SELECTED EXCERPT:
# White rice and beans



## kiko (Jul 12, 2009)

Are white rice and beans good sources of carbs and proteins for a pre-workout meal?


----------



## Built (Jul 12, 2009)

Dunno. What macros does your portion of them translate into?


----------



## danzik17 (Jul 12, 2009)

I'd say no to the beans in either case unless these Pre-WO meal is a couple hours before the workout.

Too much fiber....I don't know about you but I don't want stuff sitting in my stomach while I'm working out.


----------



## jordyb (Jul 12, 2009)

No i don't think beans are a good source of proteins , instead of that you can have white eggs ....


----------



## min0 lee (Jul 13, 2009)

jordyb said:


> No i don't think beans are a good source of proteins , instead of that you can have white eggs ....


Wrongo!


*Beans: Protein-Rich Superfoods*

     High in fiber and antioxidants, beans aren't just good for the waistline, they may aid in disease prevention, too.
                  By              Jenny Stamos Kovacs
WebMD the Magazine - Feature
                  Reviewed by              Kathleen M. Zelman, MPH, RD, LD

          More than just a meat substitute, beans are so nutritious that the latest dietary guidelines recommend we triple our current intake from 1 to 3 cups per week. What makes beans so good for us? Here's what the experts have to say:
     Chronic conditions such as cancer,  diabetes, and  heart disease all have something in common. Being  overweight increases your chances of developing them and makes your prognosis worse if you do, says Mark Brick, PhD -- which means that trimming your waistline does more for you than make your pants look better. Brick, a professor in the department of soil and crop sciences at Colorado State University, is investigating the ability of different bean varieties to prevent cancer and diabetes.

SUPPLIED MATERIAL:
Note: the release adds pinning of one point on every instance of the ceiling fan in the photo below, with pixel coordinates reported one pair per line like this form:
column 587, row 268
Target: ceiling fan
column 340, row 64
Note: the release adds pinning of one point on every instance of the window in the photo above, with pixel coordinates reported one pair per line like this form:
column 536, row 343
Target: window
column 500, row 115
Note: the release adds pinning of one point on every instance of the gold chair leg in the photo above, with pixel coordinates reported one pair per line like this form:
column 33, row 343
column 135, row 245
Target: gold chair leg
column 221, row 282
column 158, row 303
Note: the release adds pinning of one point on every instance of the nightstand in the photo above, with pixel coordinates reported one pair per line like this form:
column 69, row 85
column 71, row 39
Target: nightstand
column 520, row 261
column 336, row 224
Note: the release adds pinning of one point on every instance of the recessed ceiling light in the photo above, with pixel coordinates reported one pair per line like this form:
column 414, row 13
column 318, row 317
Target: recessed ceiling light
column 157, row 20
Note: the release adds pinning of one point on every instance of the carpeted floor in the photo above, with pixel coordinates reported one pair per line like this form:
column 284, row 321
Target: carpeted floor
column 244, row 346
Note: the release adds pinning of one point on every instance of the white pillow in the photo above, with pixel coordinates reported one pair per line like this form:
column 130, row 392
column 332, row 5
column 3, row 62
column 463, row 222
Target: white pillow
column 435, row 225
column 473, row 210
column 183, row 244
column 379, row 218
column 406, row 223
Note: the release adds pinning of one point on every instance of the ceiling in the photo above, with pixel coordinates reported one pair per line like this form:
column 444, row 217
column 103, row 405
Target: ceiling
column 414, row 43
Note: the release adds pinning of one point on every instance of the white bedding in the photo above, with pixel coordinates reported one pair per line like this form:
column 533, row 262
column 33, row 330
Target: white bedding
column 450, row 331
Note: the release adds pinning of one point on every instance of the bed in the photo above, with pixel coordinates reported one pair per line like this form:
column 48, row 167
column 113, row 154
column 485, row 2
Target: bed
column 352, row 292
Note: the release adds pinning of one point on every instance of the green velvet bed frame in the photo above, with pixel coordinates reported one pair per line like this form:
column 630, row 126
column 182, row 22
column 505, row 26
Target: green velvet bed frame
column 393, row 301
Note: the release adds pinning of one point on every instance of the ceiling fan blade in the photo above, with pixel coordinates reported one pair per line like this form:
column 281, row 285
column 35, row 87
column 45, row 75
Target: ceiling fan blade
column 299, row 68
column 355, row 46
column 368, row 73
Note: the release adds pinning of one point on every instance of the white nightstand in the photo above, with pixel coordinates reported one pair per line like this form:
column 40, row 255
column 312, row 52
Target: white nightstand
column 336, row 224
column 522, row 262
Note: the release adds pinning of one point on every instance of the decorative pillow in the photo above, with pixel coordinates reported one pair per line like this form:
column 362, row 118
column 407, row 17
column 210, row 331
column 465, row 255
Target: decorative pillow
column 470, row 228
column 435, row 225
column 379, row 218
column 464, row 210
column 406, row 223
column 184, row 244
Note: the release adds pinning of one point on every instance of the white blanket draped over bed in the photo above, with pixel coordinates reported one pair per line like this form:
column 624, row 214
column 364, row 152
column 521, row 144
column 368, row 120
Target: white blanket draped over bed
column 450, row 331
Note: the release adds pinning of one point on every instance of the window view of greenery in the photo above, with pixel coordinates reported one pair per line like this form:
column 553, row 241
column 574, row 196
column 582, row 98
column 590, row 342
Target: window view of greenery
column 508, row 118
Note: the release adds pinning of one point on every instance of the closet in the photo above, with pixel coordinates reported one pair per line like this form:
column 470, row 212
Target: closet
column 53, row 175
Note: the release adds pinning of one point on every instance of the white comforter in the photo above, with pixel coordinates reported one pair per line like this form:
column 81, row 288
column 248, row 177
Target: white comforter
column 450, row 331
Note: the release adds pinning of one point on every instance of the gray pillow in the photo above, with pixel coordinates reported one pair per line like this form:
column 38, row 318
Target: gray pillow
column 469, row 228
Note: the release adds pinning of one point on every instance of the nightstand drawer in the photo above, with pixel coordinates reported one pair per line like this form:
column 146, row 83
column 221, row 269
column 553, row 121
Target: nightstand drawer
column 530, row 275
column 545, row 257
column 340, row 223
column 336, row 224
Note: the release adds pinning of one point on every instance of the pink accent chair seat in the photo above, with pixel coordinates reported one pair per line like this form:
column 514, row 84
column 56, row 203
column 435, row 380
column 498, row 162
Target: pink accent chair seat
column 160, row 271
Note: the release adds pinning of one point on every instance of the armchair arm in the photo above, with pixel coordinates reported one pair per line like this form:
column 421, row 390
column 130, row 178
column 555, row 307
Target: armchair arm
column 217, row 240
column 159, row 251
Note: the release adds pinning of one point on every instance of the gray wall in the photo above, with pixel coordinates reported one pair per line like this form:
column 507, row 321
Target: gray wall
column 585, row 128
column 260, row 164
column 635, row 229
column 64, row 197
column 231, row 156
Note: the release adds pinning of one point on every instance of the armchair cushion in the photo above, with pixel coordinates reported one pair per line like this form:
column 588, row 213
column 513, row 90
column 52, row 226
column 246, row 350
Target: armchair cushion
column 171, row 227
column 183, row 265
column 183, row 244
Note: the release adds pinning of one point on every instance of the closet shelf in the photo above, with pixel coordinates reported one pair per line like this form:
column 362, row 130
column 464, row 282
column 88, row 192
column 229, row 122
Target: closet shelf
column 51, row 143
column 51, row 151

WHAT YOU ARE ASKED TO DO:
List the usernames of everyone who posted in the white rice and beans thread. Rely only on the forum thread about white rice and beans.

FINISHED EXERCISE:
kiko, Built, danzik17, jordyb, min0 lee